* DIRECTIONS *
**A.** List the username of every person who posts in the oak-topping forum thread below, naming each one once.
**B.** From the oak-topping forum thread below, copy the passage word for word from "## flushcut (Jun 26, 2011)" to "you. Stay safe.".
**C.** Keep the oak-topping forum thread below going by writing what comes next after its final post.

# Topping Oak. With Manlift. 60 + footer



## Jordan3605 (Jun 25, 2011)

[video=youtube_share;FacnD3Kpa3w]http://youtu.be/FacnD3Kpa3w[/video]

YouTube - ‪60 ft. Oak Cut Down with Husqvarna 50‬&rlm;


----------



## Chud (Jun 25, 2011)

did you at least use earplugs?


----------



## limbwalker54 (Jun 25, 2011)

Are you for real.....???? opcorn:


----------



## Jordan3605 (Jun 25, 2011)

****not a good example of safety procedures


----------



## Jordan3605 (Jun 25, 2011)

were not professionals, just learning by experience. this is not a "job", strickly spare time cutting.


----------



## Tree Pig (Jun 25, 2011)

I know its hard to tell from video but it looks like you could have just cut it from the ground just as easily. What was the need to go up 20 feet to cut it where you did?


----------



## ronnyb (Jun 25, 2011)

Did you do it for the wood? Maybe a couple of cases of beer? Good work.


----------



## Jordan3605 (Jun 25, 2011)

one reason was to try and top a tree successfully. the other reason was on the opposite side to top fell was a leech field and outbuilding/ old sawmill. would have been possible to just drop the tree from the ground, but that would be boring


----------



## Jordan3605 (Jun 25, 2011)

ronny- this was at my buddys house. saved top half for wood, gave bottom 20 ft section to his grandfather for firewood


----------



## flushcut (Jun 25, 2011)

opcorn:


----------



## tree MDS (Jun 26, 2011)

flushcut said:


> opcorn:


 
Well, he makes a better box than that murph guy at least! lol.


----------



## flushcut (Jun 26, 2011)

tree MDS said:


> Well, he makes a better box than that murph guy at least! lol.


 
I'll give them that. I just hope they find a guy to show them a thing or two and get at least the basic PPE. Skull bucket, eyes, ears, and a fall arrest harness for the lift even if it is for "part time cutting". 
OP, most of why guys on here are so critical is because it is the week end warrior who goes out and get hurt or killed and screws with what the insurance companies charge us. I am all for guys doing their own tree work it just goes to show they still have their man card, but things can go bad in a hurry. Do some reading on the physics/dynamics and proper rigging of this work it will help you. Stay safe.


----------



## Jordan3605 (Jun 26, 2011)

thanks for the tips. I'll take some more video soon.


----------



## tomtrees58 (Jun 26, 2011)

wow a 60' and its topped at 30' wears your hard hat safety belt your and accident waiting to happen


----------



## Jordan3605 (Jun 26, 2011)

already heard that one sir. be original please.

* DATA *
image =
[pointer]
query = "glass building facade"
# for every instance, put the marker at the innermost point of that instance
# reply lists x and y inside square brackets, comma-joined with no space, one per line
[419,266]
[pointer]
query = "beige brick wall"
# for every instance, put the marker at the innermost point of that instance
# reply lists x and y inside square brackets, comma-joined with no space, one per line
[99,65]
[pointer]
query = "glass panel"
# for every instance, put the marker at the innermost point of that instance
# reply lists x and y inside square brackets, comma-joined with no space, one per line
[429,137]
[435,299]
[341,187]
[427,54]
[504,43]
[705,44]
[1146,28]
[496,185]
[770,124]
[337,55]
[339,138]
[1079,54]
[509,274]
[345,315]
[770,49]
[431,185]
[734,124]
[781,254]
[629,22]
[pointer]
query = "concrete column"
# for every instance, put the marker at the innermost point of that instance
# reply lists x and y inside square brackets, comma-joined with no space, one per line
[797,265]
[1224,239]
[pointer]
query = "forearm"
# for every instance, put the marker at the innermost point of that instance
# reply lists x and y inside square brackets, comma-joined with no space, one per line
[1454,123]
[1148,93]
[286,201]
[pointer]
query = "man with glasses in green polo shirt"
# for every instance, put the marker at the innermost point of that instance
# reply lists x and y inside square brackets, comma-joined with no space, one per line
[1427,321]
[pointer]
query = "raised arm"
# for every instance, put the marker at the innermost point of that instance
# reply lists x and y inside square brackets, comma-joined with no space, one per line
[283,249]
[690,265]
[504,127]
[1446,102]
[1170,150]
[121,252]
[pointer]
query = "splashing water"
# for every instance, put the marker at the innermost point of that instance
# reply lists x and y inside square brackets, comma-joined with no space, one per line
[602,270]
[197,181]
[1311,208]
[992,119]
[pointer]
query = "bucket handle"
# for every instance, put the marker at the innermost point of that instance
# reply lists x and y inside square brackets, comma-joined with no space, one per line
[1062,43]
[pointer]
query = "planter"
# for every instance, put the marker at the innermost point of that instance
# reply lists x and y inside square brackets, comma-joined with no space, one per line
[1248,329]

* OUTPUTS FOR THE TASKS *
**A.** Jordan3605, Chud, limbwalker54, Tree Pig, ronnyb, flushcut, tree MDS, tomtrees58

**B.**
## flushcut (Jun 26, 2011)

tree MDS said:


> Well, he makes a better box than that murph guy at least! lol.


 
I'll give them that. I just hope they find a guy to show them a thing or two and get at least the basic PPE. Skull bucket, eyes, ears, and a fall arrest harness for the lift even if it is for "part time cutting". 
OP, most of why guys on here are so critical is because it is the week end warrior who goes out and get hurt or killed and screws with what the insurance companies charge us. I am all for guys doing their own tree work it just goes to show they still have their man card, but things can go bad in a hurry. Do some reading on the physics/dynamics and proper rigging of this work it will help you. Stay safe.

**C.**
read your post out loud to yourself. makes no sense


----------



## deevo (Jun 26, 2011)

Jordan3605 said:


> already heard that one sir. be original please.
> read your post out loud to yourself. makes no sense


 
He knows what he is talking about, trying to prevent you from having a terrible accident which looks to be soon. We are here to help people like you not to have one and be safe! Not end up a statistic. If someone on here gives you some sound advice......please take it! Like some have said, we don't want our insurance and WSIB rates going up any higher then they are.


----------



## Jordan3605 (Jun 26, 2011)

i understand your trying to help. thank you for your concern.


----------



## unclemoustache (Jul 24, 2011)

tomtrees58 said:


> wow a 60' and its topped at 30' wears your hard hat safety belt your and accident waiting to happen


 


Jordan3605 said:


> already heard that one sir. be original please.
> read your post out loud to yourself. makes no sense


 

Yes, Tom Trees is short on punctuation, grammar and spelling, but he knows trees and what to do with them in each and every situation.

Sorry some of the guys here are being rather harsh, but I'd say you at least know the basics of felling a tree, although your safety methods need a lot of improvement. Study up on it, ask questions, learn from books, videos and advice from pros (including TT) and you'll be great. 

Soon you too can be razzing newbies for their bad technique. After all, Tom Trees isn't going to live forever, (although he's darn near close to that mark already!)  

So, gents, how about some constructive criticism for Jordan, eh? We don't want to scare him away but teach him some vital things.
1. Sharpen your chain
2. Learn how to do your back cut properly
3. Find out what PPE means and get some
4. escape route and clearing the brush around your feet
5. 

(Here I pass the torch to the older and wiser....)


----------



## lxt (Jul 31, 2011)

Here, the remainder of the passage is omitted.